Work instructions –
Omitting the pictures, print every line below exactly as it stands.

(Image-grounded pointing data)

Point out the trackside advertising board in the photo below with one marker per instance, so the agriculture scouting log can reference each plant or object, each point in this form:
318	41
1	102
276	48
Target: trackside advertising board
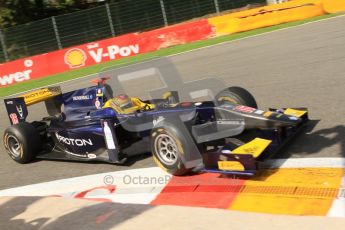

Expected answer –
Point out the trackside advertising board in the photo below with one marker per instance, so the agriculture scouting log can reference each plant or object, each point in this form:
318	41
1	102
276	48
Target: trackside advertising board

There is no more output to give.